Text excerpt:
****************

Interpreting results: how to go from report to decision¶

This page explains Interpreting results: how to go from report to decision and how it fits into the RecSys suite.

Who this is for¶

Anyone making ship/hold decisions (engineers, PMs, analysts).

What you will get¶

How to read a report
How to decide "ship / hold / rollback" without fooling yourself
What to do when results are unclear

Step 0: Trust the data before trusting the metrics¶

Check:

data_quality: missing fields, duplicates, anomalies
join integrity: match rates, unexpected drops
warnings: especially for OPE

If these look bad, stop. Fix logging.

Step 1: Start with the summary¶

The report includes a summary for quick scanning:

mode
main deltas (baseline vs candidate or control vs candidate)
whether gates passed

If the summary says "inconclusive", treat it as a real outcome.

Step 2: Check guardrails¶

Even if the primary metric improves, do not ship if:

empty rate regressed
latency regressed outside budget
error rate regressed
a critical segment cliff appears

Guardrails exist because "winning slowly" is losing.

Step 3: Look at segments as a radar, not a scoreboard¶

Segments answer:

Who did this help?
Who did this hurt?
Is the impact consistent?

Segments can also create false positives when you slice too much. Use segments as diagnostics unless you have power to claim segment wins.

****************

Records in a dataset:
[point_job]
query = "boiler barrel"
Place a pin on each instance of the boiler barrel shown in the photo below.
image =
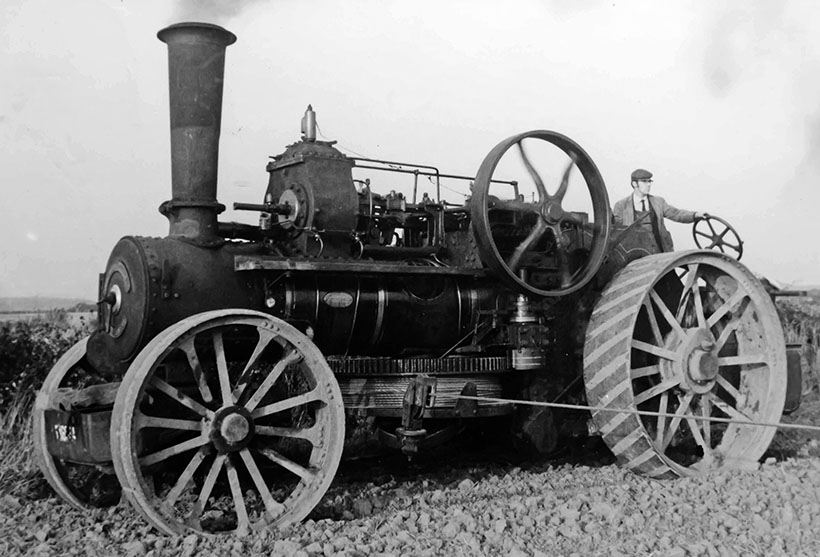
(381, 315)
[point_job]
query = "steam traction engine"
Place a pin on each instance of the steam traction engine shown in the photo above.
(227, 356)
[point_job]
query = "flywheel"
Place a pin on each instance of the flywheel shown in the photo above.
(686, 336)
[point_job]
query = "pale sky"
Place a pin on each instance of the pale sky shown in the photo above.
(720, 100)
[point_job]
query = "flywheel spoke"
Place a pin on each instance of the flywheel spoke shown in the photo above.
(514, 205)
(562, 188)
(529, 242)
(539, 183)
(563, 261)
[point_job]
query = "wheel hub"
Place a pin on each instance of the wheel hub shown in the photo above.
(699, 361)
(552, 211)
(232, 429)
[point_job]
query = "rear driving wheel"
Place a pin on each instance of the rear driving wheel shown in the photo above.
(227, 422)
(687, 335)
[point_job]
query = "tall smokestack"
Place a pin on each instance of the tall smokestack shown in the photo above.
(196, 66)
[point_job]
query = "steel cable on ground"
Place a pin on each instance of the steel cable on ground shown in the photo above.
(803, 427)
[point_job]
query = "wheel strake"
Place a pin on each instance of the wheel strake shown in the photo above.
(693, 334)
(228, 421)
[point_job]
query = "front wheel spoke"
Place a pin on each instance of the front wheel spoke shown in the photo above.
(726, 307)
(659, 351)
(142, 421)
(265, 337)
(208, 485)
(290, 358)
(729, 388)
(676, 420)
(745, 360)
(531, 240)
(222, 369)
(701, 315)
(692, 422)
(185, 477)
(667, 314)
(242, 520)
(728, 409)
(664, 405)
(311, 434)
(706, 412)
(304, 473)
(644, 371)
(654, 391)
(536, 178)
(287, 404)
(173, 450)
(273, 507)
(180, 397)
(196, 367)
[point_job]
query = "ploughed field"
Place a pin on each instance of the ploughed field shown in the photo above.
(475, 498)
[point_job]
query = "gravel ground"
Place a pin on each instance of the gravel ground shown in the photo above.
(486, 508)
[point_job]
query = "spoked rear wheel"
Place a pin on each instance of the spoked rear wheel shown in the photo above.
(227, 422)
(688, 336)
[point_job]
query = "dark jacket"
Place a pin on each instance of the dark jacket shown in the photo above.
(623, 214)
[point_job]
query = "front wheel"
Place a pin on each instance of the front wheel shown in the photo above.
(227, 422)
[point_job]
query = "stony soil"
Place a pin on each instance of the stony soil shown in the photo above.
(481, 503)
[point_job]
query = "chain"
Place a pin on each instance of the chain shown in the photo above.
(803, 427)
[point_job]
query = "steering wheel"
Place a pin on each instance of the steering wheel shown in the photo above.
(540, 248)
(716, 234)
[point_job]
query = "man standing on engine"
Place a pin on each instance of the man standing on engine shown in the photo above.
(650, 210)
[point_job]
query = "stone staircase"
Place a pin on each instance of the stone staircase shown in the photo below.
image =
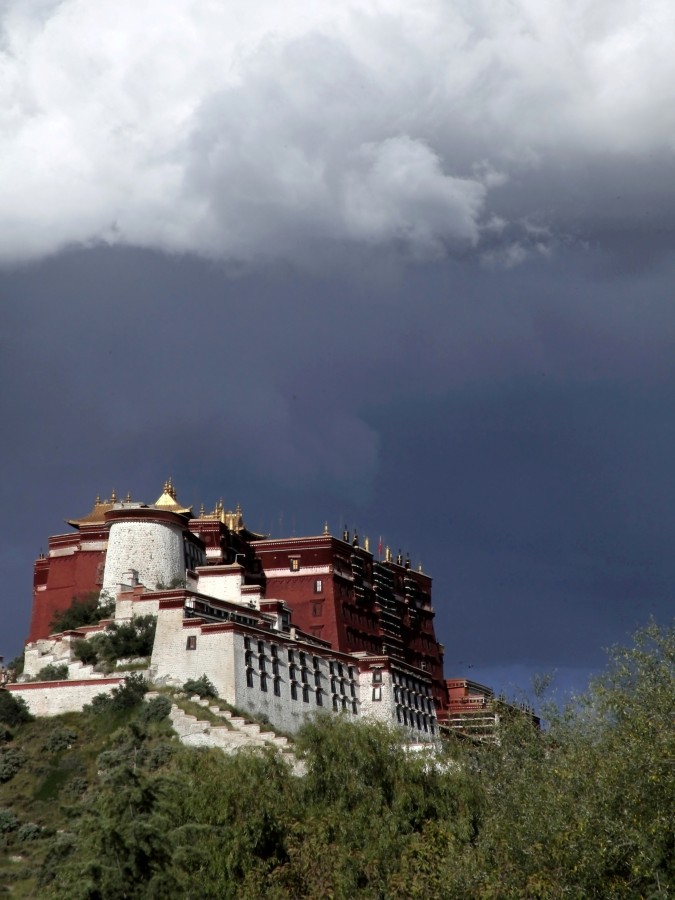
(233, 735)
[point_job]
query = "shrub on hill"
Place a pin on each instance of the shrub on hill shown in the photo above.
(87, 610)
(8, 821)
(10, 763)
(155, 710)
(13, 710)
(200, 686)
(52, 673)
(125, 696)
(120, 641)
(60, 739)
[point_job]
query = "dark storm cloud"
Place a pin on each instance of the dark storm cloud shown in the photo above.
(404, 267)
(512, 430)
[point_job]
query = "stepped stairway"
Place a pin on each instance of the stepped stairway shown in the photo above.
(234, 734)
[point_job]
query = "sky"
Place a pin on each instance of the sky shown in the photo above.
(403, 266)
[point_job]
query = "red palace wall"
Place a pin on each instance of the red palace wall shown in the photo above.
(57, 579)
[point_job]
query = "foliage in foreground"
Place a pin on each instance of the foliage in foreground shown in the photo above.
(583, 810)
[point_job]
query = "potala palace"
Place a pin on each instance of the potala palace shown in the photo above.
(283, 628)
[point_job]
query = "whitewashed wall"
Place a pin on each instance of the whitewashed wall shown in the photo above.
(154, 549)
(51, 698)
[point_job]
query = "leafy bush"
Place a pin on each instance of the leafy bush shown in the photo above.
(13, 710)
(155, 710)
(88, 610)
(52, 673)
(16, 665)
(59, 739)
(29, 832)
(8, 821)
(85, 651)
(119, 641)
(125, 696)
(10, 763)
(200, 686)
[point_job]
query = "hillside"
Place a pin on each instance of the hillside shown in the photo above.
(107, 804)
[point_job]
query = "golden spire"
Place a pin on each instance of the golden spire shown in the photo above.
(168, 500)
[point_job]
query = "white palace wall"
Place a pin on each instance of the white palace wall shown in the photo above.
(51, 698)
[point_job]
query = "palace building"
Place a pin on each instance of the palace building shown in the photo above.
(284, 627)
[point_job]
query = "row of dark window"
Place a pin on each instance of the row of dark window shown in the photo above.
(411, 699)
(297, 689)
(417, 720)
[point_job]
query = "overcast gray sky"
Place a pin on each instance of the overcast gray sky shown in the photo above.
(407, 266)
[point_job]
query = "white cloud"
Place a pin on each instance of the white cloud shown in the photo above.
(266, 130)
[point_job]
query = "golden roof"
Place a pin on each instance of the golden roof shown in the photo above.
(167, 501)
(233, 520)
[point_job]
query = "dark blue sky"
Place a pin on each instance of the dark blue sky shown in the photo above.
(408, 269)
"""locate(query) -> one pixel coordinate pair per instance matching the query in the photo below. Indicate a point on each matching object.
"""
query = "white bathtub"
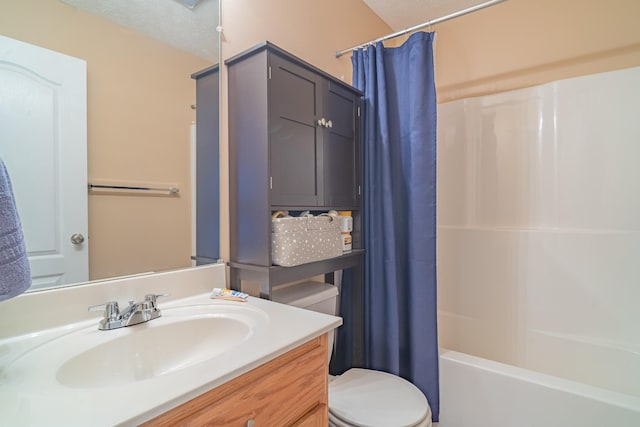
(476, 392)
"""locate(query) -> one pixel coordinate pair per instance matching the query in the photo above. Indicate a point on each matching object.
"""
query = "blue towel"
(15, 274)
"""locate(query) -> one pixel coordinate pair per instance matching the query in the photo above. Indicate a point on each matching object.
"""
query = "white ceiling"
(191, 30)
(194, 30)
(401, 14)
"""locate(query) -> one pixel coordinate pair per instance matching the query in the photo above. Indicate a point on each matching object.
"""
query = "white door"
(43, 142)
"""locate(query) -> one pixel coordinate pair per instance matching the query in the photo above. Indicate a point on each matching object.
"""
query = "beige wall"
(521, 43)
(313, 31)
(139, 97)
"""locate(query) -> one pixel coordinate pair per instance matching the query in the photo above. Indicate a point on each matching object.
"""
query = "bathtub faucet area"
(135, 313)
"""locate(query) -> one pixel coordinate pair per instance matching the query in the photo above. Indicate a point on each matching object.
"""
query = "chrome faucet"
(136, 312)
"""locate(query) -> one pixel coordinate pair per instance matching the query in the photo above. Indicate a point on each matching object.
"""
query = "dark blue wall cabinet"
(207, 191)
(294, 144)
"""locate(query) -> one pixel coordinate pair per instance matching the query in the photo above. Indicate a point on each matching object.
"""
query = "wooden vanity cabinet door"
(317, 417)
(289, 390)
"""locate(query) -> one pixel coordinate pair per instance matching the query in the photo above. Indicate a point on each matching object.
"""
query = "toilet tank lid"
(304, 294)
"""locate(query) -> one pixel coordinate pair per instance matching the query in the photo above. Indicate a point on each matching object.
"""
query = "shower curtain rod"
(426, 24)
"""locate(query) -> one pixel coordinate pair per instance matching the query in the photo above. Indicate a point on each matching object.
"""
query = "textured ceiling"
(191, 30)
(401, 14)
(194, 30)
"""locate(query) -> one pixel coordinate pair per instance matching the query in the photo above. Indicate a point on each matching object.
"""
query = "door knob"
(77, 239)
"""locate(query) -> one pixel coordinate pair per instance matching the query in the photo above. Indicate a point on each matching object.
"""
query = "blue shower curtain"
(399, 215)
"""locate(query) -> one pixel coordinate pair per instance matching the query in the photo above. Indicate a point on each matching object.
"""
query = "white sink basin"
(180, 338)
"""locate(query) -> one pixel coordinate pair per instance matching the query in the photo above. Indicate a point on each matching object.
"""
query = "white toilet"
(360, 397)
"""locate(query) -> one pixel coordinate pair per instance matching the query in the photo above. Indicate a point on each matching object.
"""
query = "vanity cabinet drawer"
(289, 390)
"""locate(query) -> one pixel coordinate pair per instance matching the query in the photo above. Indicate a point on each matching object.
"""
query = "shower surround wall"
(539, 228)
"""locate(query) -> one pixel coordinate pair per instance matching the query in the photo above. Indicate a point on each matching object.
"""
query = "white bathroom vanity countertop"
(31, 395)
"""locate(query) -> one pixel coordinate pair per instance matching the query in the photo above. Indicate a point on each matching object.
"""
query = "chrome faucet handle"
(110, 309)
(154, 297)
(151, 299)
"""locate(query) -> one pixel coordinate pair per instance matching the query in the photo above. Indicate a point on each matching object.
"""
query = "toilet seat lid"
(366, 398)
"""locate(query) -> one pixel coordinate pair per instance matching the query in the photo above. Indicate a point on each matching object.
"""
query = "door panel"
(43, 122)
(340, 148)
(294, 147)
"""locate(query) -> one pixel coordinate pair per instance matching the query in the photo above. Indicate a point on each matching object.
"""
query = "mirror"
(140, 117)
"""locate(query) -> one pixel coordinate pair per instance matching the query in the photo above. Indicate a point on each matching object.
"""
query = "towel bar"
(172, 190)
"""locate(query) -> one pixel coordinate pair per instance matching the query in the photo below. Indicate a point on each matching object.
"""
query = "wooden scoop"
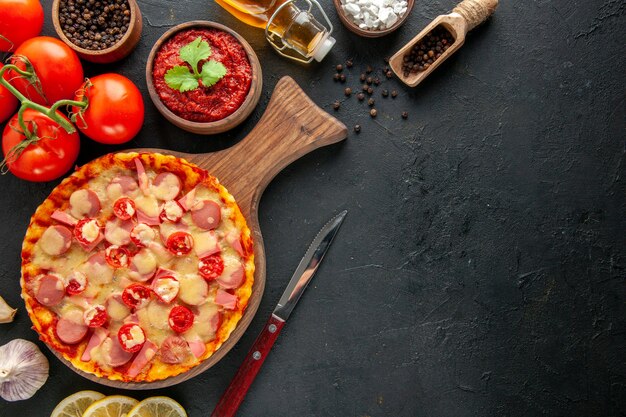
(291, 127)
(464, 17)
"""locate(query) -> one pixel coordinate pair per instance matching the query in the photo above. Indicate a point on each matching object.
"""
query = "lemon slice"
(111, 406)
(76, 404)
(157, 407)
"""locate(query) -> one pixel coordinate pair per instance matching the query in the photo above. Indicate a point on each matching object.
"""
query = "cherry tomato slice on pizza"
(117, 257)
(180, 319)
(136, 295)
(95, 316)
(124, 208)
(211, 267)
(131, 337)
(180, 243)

****************

Check your understanding:
1. According to the page on interpreting results, what regressions or problems mean a change should not ship even when the primary metric improves? List each one.
2. In the page on interpreting results, what should be done if the data quality, join integrity, and warning checks look bad?
3. Continue the page on interpreting results, picking up after its last sentence.

Set of answers:
1.
- Empty rate regressed
- Latency regressed outside budget
- Error rate regressed
- A critical segment cliff appears

2. Stop and fix logging.

3.
Step 4: Interpreting uncertainty¶

If you use confidence intervals or p-values:

wide intervals mean you do not know yet
small p-values can still happen by chance if you test too many things

"Inconclusive" is not failure. It is a request for more data or a better experiment design.

Step 5: A simple decision policy you can adopt¶

Suggested policy:

SHIP:

primary metric improves and guardrails hold and no major segment regressions

HOLD:

results are inconclusive or diagnostics warn about data quality

ROLLBACK:

primary regresses or guardrails regress or a major segment cliff appears

This maps well to a decision artifact (api/schemas/decision.v1.json).

What to do when it is unclear¶

Choose one:

run longer / collect more samples
reduce variance (CUPED / better covariates)
narrow the change (smaller delta)
use interleaving for ranker comparison
do offline gating first, then A/B

Common pitfalls¶

Confusing "statistically significant" with "practically important".
Shipping a win that is isolated to a single surface and breaks another.
Ignoring SRM warnings in experiments.

Treat the report as a navigation tool, not a trophy.